### VERIFIQUE SUA COMPREENSÃO
1) Imprima o trecho do texto fornecido que começa em "Bailando alegre um" e vai até "depressão pós-parto masculina.", inclusive.
2) De acordo com o texto fornecido, quantos homens participaram da pesquisa feita na Inglaterra?

### TEXTO FORNECIDO
=======

7.8.06

Longe

Mirando ao longe os campos que passam
Meus dedos agarram as curvas da estrada
Arados que deixam sementes de asfalto
E ligam da realidade dois nadas.

Desisto do tempo parado no tempo
Sereno não faço da ruga o disfarce
E busco nalgum olvidado futuro
Um dia que o dia esqueceu de lembrar-se.

Perdido num ponto entre o sonho e a noite
Pretendo acordar na suave aragem
Carícia invisível que tece cabelos
Ao anjo que faz companhia à paisagem.

Bailando alegre um sorriso viaja
Certeza de paz no olhar que inebria
Se é longe que as asas afagam a pele
É longe que quero sonhar noite e dia.

6.8.06

Instinto paternal

Leio na revista Época a respeito de uma pesquisa, feita na Inglaterra, com 8.400 homens que acabaram de ser pais. Destes, 3,6% apresentavam tristeza, irritabilidade e ansiedade, sinais do que poderia ser chamado de depressão pós-parto masculina.

=======

### DADOS FORNECIDOS

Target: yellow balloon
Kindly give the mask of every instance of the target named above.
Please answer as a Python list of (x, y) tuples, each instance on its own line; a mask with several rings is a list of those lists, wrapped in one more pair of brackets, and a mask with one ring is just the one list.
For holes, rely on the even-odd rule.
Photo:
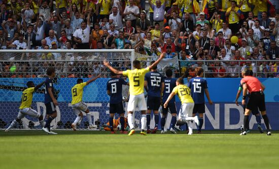
[(238, 41), (238, 37), (233, 36), (231, 37), (231, 41), (232, 44), (236, 44)]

=======

### RESPOSTAS
1)
Bailando alegre um sorriso viaja
Certeza de paz no olhar que inebria
Se é longe que as asas afagam a pele
É longe que quero sonhar noite e dia.

6.8.06

Instinto paternal

Leio na revista Época a respeito de uma pesquisa, feita na Inglaterra, com 8.400 homens que acabaram de ser pais. Destes, 3,6% apresentavam tristeza, irritabilidade e ansiedade, sinais do que poderia ser chamado de depressão pós-parto masculina.

2) 8.400 homens que acabaram de ser pais.